[Point-per-instance localization data]
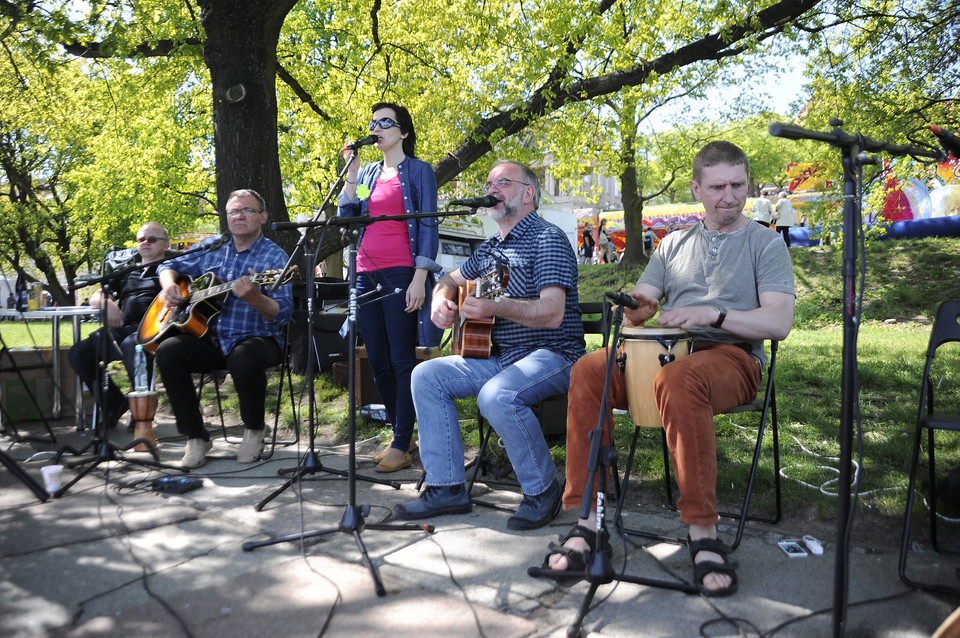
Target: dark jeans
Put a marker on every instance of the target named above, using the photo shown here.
(84, 356)
(180, 356)
(785, 231)
(390, 335)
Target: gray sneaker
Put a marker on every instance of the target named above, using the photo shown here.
(537, 511)
(251, 447)
(196, 453)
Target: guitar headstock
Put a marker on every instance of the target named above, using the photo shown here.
(269, 277)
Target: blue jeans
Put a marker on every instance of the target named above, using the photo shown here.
(390, 335)
(504, 397)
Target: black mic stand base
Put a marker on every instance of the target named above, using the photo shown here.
(310, 465)
(599, 571)
(24, 478)
(105, 453)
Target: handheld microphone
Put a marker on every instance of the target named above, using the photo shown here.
(487, 201)
(364, 141)
(623, 299)
(949, 141)
(220, 241)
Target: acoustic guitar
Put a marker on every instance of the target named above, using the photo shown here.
(203, 299)
(471, 337)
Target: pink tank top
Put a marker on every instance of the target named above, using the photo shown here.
(385, 244)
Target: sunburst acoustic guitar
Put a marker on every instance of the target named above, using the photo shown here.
(471, 337)
(203, 298)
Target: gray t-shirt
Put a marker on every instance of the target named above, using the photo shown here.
(705, 267)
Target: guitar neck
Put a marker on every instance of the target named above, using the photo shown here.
(219, 289)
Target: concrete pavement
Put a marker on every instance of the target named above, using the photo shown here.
(111, 557)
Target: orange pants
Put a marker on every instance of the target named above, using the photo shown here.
(689, 392)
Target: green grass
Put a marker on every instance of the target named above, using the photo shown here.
(905, 282)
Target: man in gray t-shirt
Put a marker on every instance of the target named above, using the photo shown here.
(729, 283)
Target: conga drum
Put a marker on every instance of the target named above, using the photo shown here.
(143, 407)
(646, 350)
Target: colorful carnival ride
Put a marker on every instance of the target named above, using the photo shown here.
(922, 207)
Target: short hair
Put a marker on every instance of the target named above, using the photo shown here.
(166, 233)
(249, 192)
(719, 152)
(528, 176)
(405, 122)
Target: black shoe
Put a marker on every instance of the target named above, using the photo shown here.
(435, 501)
(113, 413)
(537, 511)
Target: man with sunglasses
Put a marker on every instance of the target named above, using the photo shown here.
(244, 338)
(130, 296)
(536, 337)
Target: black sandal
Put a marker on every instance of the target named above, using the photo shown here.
(700, 570)
(576, 560)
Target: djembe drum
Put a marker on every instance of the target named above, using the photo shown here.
(143, 407)
(647, 350)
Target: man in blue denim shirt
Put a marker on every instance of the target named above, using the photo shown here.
(245, 338)
(536, 338)
(419, 186)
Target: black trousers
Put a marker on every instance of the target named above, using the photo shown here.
(179, 356)
(85, 355)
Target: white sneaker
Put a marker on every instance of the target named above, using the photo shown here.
(196, 453)
(251, 447)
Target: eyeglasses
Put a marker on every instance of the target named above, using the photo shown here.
(237, 212)
(384, 123)
(500, 182)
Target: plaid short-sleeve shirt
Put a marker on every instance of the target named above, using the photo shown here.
(239, 319)
(538, 254)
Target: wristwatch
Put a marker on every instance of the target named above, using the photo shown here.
(721, 315)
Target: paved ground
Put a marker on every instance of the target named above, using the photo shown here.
(111, 557)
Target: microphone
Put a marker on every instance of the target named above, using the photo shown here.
(949, 141)
(623, 299)
(487, 201)
(364, 141)
(220, 241)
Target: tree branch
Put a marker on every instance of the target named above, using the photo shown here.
(711, 47)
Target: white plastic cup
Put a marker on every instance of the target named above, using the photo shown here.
(51, 477)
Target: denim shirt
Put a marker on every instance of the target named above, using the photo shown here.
(418, 184)
(238, 319)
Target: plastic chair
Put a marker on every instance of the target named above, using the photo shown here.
(285, 374)
(946, 329)
(551, 412)
(766, 405)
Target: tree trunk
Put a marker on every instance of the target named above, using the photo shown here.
(241, 54)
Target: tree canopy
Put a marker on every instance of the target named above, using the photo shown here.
(117, 112)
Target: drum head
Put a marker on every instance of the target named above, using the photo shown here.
(651, 332)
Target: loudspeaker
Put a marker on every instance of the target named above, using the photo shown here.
(329, 312)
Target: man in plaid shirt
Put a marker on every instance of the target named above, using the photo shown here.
(245, 338)
(536, 337)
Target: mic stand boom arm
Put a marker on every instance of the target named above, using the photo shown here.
(852, 148)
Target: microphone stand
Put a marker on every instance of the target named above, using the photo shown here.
(599, 570)
(106, 451)
(853, 154)
(352, 522)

Work instruction
All of the entries above need to be transcribed exactly, except for the pictures.

Exercise answer
Target: dark jeans
Put a marker on every instance of the target named above, using the photo shown here.
(84, 356)
(180, 356)
(785, 231)
(390, 335)
Target: gray sneaker
Put a marker on every instance of the target named above, using the photo shown here.
(537, 511)
(251, 447)
(196, 453)
Target: guitar headstock
Put a marker on every instance of the target named above, using the photo shown here.
(269, 277)
Target: blue jeans
Put a marker on every instance of the target named above, using the photo shown here.
(390, 335)
(504, 397)
Target: black mic stand base
Put a marker on every instance of the target named above, using the photo shown here.
(310, 465)
(599, 571)
(24, 478)
(105, 453)
Target: handheld microphone
Put a marker on every instance of the target named above, using the photo shown here.
(487, 201)
(364, 141)
(623, 299)
(949, 141)
(220, 241)
Target: acoustic guitar
Put a marker on every instance of the target named above, using the photo shown here.
(203, 299)
(471, 337)
Target: pink tank top
Put a marker on every instance of the target named above, using the photo shown here.
(385, 244)
Target: sunburst acoustic guitar
Put a marker on every instance of the target named above, using the photo shown here.
(471, 337)
(203, 298)
Target: gray t-shirt
Put a marker on every instance of the target named above, using the photo shown here.
(705, 267)
Target: guitar neck
Put a marker on every instance of the target named above, using the photo shown here.
(219, 289)
Target: concrete pavement
Put a marker on every instance of the target named above, using the photo shown here.
(111, 557)
Target: orange pants
Put a marker on every instance of the target named above, using the photo shown here.
(689, 392)
Target: green grass
Put a marker on every instance of the target named above, using the photo shown here.
(905, 282)
Target: man in gray t-shirt
Put a marker on every instance of the target named above, using the photo shown here.
(729, 283)
Target: conga drum
Put a marker on every instance of the target named above, using the photo shown here.
(143, 407)
(646, 350)
Target: colorful carnival ride
Put a marker on every instance of the target named above, using the photo shown here.
(922, 207)
Target: short hair
Put a marker on every instance of the target named above, using the photo shown here.
(166, 233)
(249, 192)
(719, 152)
(528, 176)
(405, 122)
Target: black shoe
Put a marker on every instance of the target named above, using the photo shown here.
(435, 501)
(113, 413)
(537, 511)
Target: man with sunglasses
Put a marker on every instance of the target named above, using the photo shown here.
(244, 338)
(130, 296)
(536, 337)
Target: black sandal
Put a marker on every instance of the target named above, using the photo shown here.
(700, 570)
(576, 560)
Target: djembe drum
Put a marker on every instance of the target named above, using the photo shown here.
(143, 407)
(647, 350)
Target: man in blue denim shirt
Put a marker on every instance of the target named above, using the photo shown here.
(245, 338)
(536, 338)
(419, 186)
Target: black trousers
Put a marker on every instance of the target named above, using the photo shown here.
(179, 356)
(85, 355)
Target: white sneaker
Put a marker on every instance of the target named above, using the photo shown here.
(196, 453)
(251, 447)
Target: eyeglasses
Put a marker on every instance of the target named above, using the photo shown here.
(237, 212)
(384, 123)
(500, 182)
Target: plaid short-sleeve shirt
Put a marker on every instance of the target named above, using the photo shown here.
(239, 319)
(538, 254)
Target: wristwatch
Put a marker on every instance of the target named above, using the photo shown here.
(721, 315)
Target: paved ground
Put a marker on every instance of the target named above, using the photo shown here.
(111, 557)
Target: microphone
Put a marker on every instance of the target named above, using the photo shown here.
(949, 141)
(623, 299)
(487, 201)
(364, 141)
(220, 241)
Target: tree branch
Put a marker on every instance of the target named above, using the photo shown here.
(711, 47)
Target: white plastic cup
Put a marker on every instance of the target named above, using the photo shown here.
(51, 477)
Target: denim shirt
Put a marker on every instance of the target named above, using the photo shown here.
(418, 184)
(238, 319)
Target: plastic chair
Put a marker on every instance of the target named above, using the photo shown here.
(285, 374)
(946, 329)
(551, 412)
(766, 405)
Target: tree trunk
Put a marker on every instance of the target named above, using the photo shown here.
(241, 54)
Target: tree canopy
Put a marker on every instance of the target named above, using the photo shown here.
(117, 112)
Target: drum head
Put a marker on every instance of the target named above, using the photo shown here.
(651, 332)
Target: loudspeaker
Put a marker on every instance of the target named above, using the photo shown here.
(329, 312)
Target: man in plaid shirt
Put a marker on every instance of the target named above, using the photo shown here.
(245, 338)
(536, 337)
Target: mic stand boom arm
Put a marker on every instance of the target named above, using the photo shown here.
(852, 148)
Target: microphone stand
Put a marker on every instance of the target named above, using the photo shown here.
(599, 570)
(106, 451)
(853, 154)
(352, 522)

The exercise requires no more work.